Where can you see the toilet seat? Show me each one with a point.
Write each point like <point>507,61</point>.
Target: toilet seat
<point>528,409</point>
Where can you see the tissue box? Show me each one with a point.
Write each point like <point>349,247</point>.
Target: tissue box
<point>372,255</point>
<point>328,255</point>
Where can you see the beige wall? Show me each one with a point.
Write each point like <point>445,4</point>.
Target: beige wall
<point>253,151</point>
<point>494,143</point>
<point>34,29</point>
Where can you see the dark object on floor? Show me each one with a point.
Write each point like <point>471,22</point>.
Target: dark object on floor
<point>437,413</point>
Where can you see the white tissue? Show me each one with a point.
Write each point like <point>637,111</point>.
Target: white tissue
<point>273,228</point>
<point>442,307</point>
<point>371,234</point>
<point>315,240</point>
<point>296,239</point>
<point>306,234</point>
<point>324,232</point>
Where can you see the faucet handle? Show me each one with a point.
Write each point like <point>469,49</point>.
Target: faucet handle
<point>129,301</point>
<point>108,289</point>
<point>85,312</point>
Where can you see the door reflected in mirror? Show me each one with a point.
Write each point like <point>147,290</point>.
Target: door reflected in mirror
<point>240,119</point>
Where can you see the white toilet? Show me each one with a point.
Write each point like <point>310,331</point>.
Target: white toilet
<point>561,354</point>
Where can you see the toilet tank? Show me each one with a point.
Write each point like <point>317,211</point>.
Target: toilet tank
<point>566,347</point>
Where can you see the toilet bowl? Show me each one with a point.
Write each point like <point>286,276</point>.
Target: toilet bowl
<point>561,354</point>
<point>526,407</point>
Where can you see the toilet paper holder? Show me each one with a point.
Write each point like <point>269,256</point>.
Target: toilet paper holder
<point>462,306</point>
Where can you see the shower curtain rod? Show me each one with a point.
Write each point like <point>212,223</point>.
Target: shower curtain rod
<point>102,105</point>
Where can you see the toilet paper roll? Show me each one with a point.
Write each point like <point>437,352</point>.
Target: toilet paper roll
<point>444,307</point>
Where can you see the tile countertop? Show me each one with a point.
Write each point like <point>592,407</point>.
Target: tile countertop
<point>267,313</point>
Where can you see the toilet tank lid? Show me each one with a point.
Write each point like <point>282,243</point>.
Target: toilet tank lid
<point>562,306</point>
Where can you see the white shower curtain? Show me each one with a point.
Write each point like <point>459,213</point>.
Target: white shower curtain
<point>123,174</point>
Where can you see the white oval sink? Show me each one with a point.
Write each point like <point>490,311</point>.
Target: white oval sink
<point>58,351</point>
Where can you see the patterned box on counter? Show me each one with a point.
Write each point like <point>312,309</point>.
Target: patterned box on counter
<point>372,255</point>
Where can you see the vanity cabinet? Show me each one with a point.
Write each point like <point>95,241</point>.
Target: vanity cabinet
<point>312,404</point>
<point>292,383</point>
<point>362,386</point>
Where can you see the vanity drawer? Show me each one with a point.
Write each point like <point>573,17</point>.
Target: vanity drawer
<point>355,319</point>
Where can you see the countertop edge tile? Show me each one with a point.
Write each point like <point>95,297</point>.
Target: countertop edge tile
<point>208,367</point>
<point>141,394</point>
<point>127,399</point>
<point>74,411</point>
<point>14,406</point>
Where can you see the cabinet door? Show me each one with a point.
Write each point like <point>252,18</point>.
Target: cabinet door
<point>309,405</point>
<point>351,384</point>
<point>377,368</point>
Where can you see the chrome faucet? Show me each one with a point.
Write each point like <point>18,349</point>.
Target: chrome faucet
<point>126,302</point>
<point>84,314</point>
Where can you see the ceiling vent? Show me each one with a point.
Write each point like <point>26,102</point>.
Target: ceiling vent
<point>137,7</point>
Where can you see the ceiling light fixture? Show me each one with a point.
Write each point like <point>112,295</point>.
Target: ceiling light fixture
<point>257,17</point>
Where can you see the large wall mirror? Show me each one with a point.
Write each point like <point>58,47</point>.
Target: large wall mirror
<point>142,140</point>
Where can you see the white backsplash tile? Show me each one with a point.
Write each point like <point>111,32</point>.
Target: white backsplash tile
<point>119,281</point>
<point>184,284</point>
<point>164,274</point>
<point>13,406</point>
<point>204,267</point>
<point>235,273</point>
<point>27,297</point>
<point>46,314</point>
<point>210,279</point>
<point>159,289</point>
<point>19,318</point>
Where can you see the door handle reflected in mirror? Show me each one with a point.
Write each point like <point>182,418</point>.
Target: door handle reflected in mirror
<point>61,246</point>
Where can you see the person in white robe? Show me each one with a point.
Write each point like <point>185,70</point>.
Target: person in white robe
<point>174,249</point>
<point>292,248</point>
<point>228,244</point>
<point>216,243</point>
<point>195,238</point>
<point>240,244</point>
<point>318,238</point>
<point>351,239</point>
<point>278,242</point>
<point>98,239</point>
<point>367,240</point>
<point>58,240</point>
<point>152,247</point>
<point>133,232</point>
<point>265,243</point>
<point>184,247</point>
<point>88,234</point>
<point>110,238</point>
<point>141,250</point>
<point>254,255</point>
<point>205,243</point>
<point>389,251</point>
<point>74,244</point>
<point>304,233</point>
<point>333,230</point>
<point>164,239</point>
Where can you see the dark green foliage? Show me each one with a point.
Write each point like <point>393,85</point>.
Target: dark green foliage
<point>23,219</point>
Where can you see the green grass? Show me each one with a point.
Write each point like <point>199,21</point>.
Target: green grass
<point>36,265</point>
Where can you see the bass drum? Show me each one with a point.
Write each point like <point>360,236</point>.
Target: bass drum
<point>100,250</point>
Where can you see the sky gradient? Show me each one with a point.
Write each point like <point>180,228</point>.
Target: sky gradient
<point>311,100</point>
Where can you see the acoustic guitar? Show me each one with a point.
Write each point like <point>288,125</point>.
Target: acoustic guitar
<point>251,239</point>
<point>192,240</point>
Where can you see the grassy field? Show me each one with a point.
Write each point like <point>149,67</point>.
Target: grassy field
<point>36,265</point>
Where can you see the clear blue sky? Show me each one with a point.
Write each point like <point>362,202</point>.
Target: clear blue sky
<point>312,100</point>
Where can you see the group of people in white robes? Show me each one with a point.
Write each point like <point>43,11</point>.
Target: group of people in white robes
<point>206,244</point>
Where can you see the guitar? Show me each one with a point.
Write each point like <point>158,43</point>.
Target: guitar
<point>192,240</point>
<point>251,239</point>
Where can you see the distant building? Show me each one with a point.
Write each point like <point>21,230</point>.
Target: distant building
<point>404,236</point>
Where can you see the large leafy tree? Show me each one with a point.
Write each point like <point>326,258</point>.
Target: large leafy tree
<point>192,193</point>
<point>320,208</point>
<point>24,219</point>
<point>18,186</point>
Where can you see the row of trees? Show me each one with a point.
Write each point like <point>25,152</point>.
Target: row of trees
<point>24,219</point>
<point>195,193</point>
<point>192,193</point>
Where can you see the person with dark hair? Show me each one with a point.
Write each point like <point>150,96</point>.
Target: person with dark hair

####################

Exercise directions: Write out every line exactly as it stands.

Correct result:
Where can you see the toilet seat? Show me each one with a point.
Write each point like <point>507,61</point>.
Target: toilet seat
<point>528,409</point>
Where can you see the tissue box? Show me each one with a point.
Write each point like <point>349,247</point>.
Target: tissue box
<point>372,255</point>
<point>328,255</point>
Where can you see the beige wall? Show me each one with a point.
Write each point like <point>445,4</point>.
Target: beige wall
<point>253,151</point>
<point>494,143</point>
<point>34,29</point>
Where can you see the dark object on floor? Show me each one with a point.
Write each point like <point>471,22</point>.
Target: dark object on floor
<point>437,413</point>
Where can you see the white tissue? Show me each one with a point.
Write each point like <point>637,111</point>.
Target: white tissue
<point>273,228</point>
<point>442,307</point>
<point>371,234</point>
<point>315,240</point>
<point>296,239</point>
<point>306,234</point>
<point>324,232</point>
Where can you see the faucet handle? Show me each one with a point.
Write each point like <point>469,49</point>.
Target: faucet handle
<point>129,301</point>
<point>108,289</point>
<point>85,312</point>
Where can you see the door reflected in mirror? Show me each one with a point.
Write each point like <point>147,290</point>.
Target: door reflected in mirror
<point>240,119</point>
Where can you see the white toilet? Show me each one with a point.
Write each point like <point>310,331</point>.
Target: white toilet
<point>561,354</point>
Where can you see the toilet tank? Show me each one with a point.
Write each point like <point>317,211</point>.
Target: toilet tank
<point>566,347</point>
Where can you see the toilet bowl? Show me each one with a point.
Write each point like <point>286,276</point>.
Target: toilet bowl
<point>561,354</point>
<point>526,407</point>
Where can you see the toilet paper holder? Show me each one with a point.
Write each point like <point>269,256</point>.
Target: toilet paper holder
<point>462,306</point>
Where can you see the shower curtain rod? Show me each one with a point.
Write each point like <point>212,223</point>.
Target: shower curtain rod
<point>102,105</point>
Where can you see the toilet paper roll? Show me each one with a point.
Write each point like <point>437,352</point>.
Target: toilet paper roll
<point>444,307</point>
Where can you see the tile countertop? Show me each one with a point.
Write each point like <point>592,407</point>.
Target: tile countertop
<point>267,313</point>
Where can you see the toilet tank lid? Show me each one with a point.
Write each point like <point>282,243</point>.
Target: toilet tank lid
<point>562,306</point>
Where can you see the white shower curtain? Show me each one with a point.
Write each point like <point>459,213</point>.
Target: white shower curtain
<point>123,174</point>
Where can you see the white oval sink? Show me each one with a point.
Write each point like <point>490,311</point>.
Target: white oval sink
<point>58,351</point>
Where can you see the patterned box on counter? Show me each one with a point.
Write each point like <point>312,309</point>.
Target: patterned box on counter
<point>372,255</point>
Where can you see the vanity cabinet? Show me each one with a point.
Write each point like <point>95,241</point>.
Target: vanity cabinet
<point>312,404</point>
<point>292,383</point>
<point>362,386</point>
Where can you see the vanity drawer? Show me each one with a point.
Write each point like <point>573,17</point>.
Target: vanity drawer
<point>355,319</point>
Where can you see the countertop edge tile? Show me each one with a point.
Write each point like <point>95,297</point>.
Target: countertop edge tile
<point>208,367</point>
<point>141,394</point>
<point>127,399</point>
<point>74,411</point>
<point>14,406</point>
Where can you see the cabinet door? Show me each one with a point.
Write each point like <point>252,18</point>.
Target: cabinet door
<point>309,405</point>
<point>351,384</point>
<point>377,368</point>
Where can you see the chrome faucet? Show me each one with a point.
Write each point like <point>18,349</point>.
Target: chrome faucet
<point>126,302</point>
<point>84,314</point>
Where can you see the ceiling vent? Show me each one with a point.
Write each point like <point>26,102</point>.
Target: ceiling vent
<point>137,7</point>
Where can you see the ceiling light fixture? Show me each one with a point.
Write each point like <point>112,295</point>.
Target: ceiling light fixture
<point>257,17</point>
Where can you see the large wall mirror? Show me each one with a point.
Write each point like <point>58,47</point>.
Target: large wall mirror
<point>142,140</point>
Where can you see the white backsplash tile? Show me each one with a point.
Write each point like <point>111,32</point>.
Target: white backsplash tile
<point>119,281</point>
<point>184,284</point>
<point>164,274</point>
<point>13,406</point>
<point>204,267</point>
<point>235,273</point>
<point>27,297</point>
<point>46,314</point>
<point>210,279</point>
<point>159,289</point>
<point>19,318</point>
Where can you see the door handle reflected in mirror? Show me each one with a point.
Write each point like <point>182,418</point>.
Target: door handle reflected in mirror
<point>61,246</point>
Where can you see the person in white robe? Show me each one with a point.
Write each point like <point>185,70</point>.
Target: person in white robe
<point>174,249</point>
<point>292,248</point>
<point>228,244</point>
<point>216,243</point>
<point>195,238</point>
<point>240,244</point>
<point>318,238</point>
<point>351,239</point>
<point>278,242</point>
<point>98,239</point>
<point>367,240</point>
<point>58,240</point>
<point>152,247</point>
<point>133,232</point>
<point>265,243</point>
<point>184,247</point>
<point>88,234</point>
<point>110,238</point>
<point>141,250</point>
<point>254,255</point>
<point>205,243</point>
<point>389,251</point>
<point>74,244</point>
<point>304,233</point>
<point>333,230</point>
<point>164,239</point>
Where can you see the dark green foliage? Show me each one with a point.
Write each point like <point>393,85</point>.
Target: dark green foliage
<point>23,219</point>
Where can you see the green grass? Show me each one with a point.
Write each point like <point>199,21</point>.
Target: green grass
<point>36,265</point>
Where can you see the bass drum? Show me each one with a point.
Write each point like <point>360,236</point>.
Target: bass drum
<point>100,250</point>
Where can you see the sky gradient? Show me each one with a point.
Write each point like <point>180,228</point>.
Target: sky gradient
<point>311,100</point>
Where can you see the acoustic guitar? Show me each one with a point.
Write each point like <point>288,125</point>.
Target: acoustic guitar
<point>251,239</point>
<point>192,240</point>
Where can you see the grassy field? Show me each one with a point.
Write each point like <point>149,67</point>.
Target: grassy field
<point>36,265</point>
Where can you see the clear blue sky? Show me each one with a point.
Write each point like <point>362,202</point>.
Target: clear blue sky
<point>312,100</point>
Where can you see the group of people in white robes? Show me each one with a point.
Write each point like <point>43,11</point>.
Target: group of people in white robes
<point>206,244</point>
Where can you see the guitar? Show me each one with a point.
Write each point like <point>158,43</point>.
Target: guitar
<point>192,240</point>
<point>251,239</point>
Where can you see the distant building? Show me each one with a point.
Write each point like <point>21,230</point>.
Target: distant building
<point>404,236</point>
Where can you see the large leafy tree? Show me each one with a point.
Write each point like <point>326,258</point>.
Target: large leafy tree
<point>192,193</point>
<point>320,208</point>
<point>24,219</point>
<point>18,186</point>
Where can you see the row of trees? Show me each one with a point.
Write each point like <point>25,152</point>.
Target: row of trees
<point>24,219</point>
<point>195,193</point>
<point>192,193</point>
Where can you see the person with dark hair? Show me each one with a point.
Write each point like <point>150,96</point>.
Target: person with dark hair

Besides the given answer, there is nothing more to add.